> TESTO SELEZIONATO:

■ ■ ■ ■

Il novellato articolo 41 bis O.P. consente la sospensione delle normali regole di trattamento soltanto nei confronti dei detenuti e degli internati per i delitti di cui al primo periodo dell’art. 4 bis O.P. nella ipotesi in cui ricorrano elementi tali da far ritenere la sussistenza dei collegamenti con una associazione criminosa.
La parte motiva del decreto in esame fa riferimento alle categorie di prevenuti nei cui confronti il regime detentivo speciale può applicarsi. Tra questi rientrano, oltre a coloro che hanno rivestito un ruolo di vertice all’interno delle organizzazioni criminali e a coloro che hanno fatto parte di gruppi di fuoco organizzati nell’ambito delle stesse organizzazioni, anche coloro che in virtù dei precedenti rapporti con i vertici, ovvero per le proprie conoscenze, o per altre ragioni siano comunque in grado di veicolare all’esterno le disposizioni fatte pervenire dai capi, permanendo il loro obbligo verso il sodalzio criminale di portare a compimento, anche per il tramite dei correi rimasti in libertà, i reati loro commissionati e non ancora eseguiti, risultando irrilevante a tale scopo che sia stata o meno contestata o riconosciuta taluna delle aggravanti previste per i capi o i promotori dell’associazione.
Invero il decreto contiene alcuni elementi di segno contrario che indeboliscono la condizione di pericolo, quali i richiami ai procedimenti per reati in materia di stupefacenti, per i quali risulta a piede libero, e all’ordinanza di custodia cautelare per la quale è ristretto.
La specifica posizione del reclamante va quindi ricondotta alla sola operazione “Fehida”.

■ ■ ■ ■

> RECORD DEL DATASET:
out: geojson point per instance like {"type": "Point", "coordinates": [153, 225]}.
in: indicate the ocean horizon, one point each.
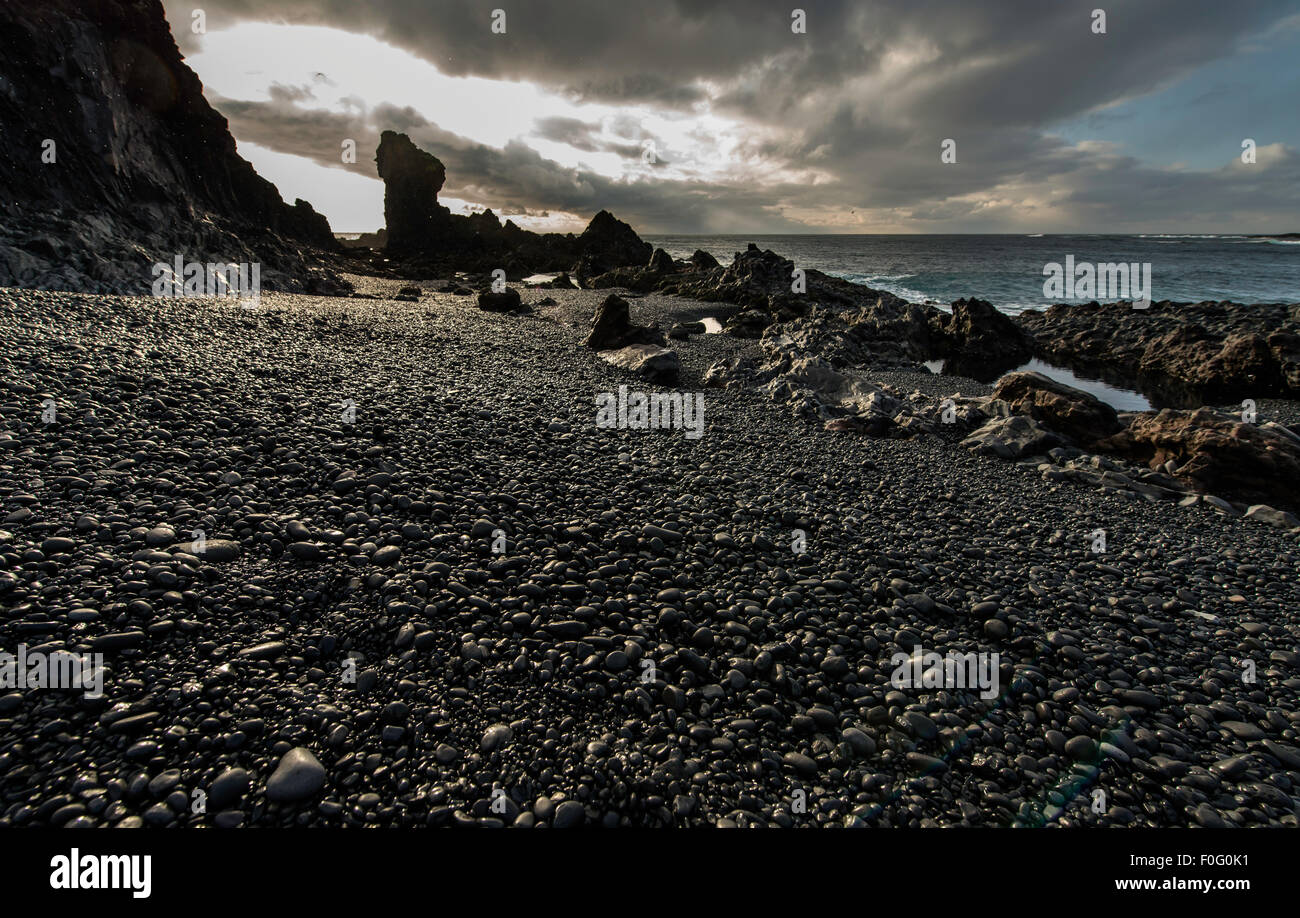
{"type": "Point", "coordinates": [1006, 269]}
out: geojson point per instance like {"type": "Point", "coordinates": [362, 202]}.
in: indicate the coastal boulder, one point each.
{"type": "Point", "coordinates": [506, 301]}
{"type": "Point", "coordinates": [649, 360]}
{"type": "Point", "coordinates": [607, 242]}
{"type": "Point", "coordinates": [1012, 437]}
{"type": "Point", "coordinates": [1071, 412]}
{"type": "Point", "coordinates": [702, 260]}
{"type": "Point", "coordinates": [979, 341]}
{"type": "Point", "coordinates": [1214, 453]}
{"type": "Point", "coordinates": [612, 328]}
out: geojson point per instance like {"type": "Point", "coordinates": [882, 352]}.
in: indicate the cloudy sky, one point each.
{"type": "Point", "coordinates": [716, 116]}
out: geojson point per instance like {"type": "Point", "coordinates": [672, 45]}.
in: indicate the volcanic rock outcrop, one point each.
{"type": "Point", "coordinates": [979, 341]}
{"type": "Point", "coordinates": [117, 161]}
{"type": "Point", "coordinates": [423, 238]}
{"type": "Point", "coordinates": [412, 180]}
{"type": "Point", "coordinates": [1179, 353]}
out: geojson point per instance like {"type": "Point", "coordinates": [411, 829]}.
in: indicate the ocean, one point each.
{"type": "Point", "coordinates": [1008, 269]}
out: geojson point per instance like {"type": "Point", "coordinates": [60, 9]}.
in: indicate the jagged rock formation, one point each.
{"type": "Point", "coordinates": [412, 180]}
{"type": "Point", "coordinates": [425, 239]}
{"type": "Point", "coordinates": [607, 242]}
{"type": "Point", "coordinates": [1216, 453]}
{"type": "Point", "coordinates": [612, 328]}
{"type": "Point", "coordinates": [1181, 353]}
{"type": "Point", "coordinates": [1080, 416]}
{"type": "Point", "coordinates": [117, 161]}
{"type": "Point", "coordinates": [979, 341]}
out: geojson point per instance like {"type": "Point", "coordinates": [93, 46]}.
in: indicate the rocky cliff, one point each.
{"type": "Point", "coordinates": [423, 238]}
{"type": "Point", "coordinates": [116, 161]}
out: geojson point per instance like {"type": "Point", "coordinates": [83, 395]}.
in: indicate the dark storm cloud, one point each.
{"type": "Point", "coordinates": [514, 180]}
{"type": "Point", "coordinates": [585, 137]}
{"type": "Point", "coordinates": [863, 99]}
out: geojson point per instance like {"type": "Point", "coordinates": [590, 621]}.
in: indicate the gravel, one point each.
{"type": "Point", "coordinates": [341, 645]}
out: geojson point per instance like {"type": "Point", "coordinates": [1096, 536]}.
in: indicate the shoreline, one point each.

■ ■ ■ ■

> LAVORO RICHIESTO:
**1.** Rispondi a queste domande sul testo relativo al 41 bis, indicando ogni risposta con la stessa lettera.
(a) Nei confronti di quali detenuti e internati l'articolo 41 bis O.P. consente la sospensione delle normali regole di trattamento?
(b) A quali atti rinviano gli elementi di segno contrario contenuti nel decreto?
(c) A quale operazione va ricondotta la posizione specifica del reclamante?
**2.** Riassumi in due frasi il testo relativo al 41 bis.
**3.** Trascrivi dal testo relativo al 41 bis il passo che comincia con "Invero il decreto" e termina con "quale è ristretto.".

> RISPOSTE IN ORDINE:
**1.**
(a) Ai detenuti e agli internati per i delitti di cui al primo periodo dell'art. 4 bis O.P., quando ricorrano elementi tali da far ritenere la sussistenza dei collegamenti con un'associazione criminosa.
(b) Ai procedimenti per reati in materia di stupefacenti, per i quali risulta a piede libero, e all'ordinanza di custodia cautelare per la quale è ristretto.
(c) Alla sola operazione "Fehida".

**2.** L'articolo 41 bis O.P. consente di sospendere le normali regole di trattamento solo per i detenuti e gli internati per i delitti del primo periodo dell'art. 4 bis O.P. quando emergono collegamenti con un'associazione criminosa. Il decreto include tra i destinatari del regime speciale anche chi può veicolare all'esterno le disposizioni dei capi, ma contiene elementi di segno contrario che indeboliscono la condizione di pericolo, e la posizione del reclamante va ricondotta alla sola operazione "Fehida".

**3.**
Invero il decreto contiene alcuni elementi di segno contrario che indeboliscono la condizione di pericolo, quali i richiami ai procedimenti per reati in materia di stupefacenti, per i quali risulta a piede libero, e all’ordinanza di custodia cautelare per la quale è ristretto.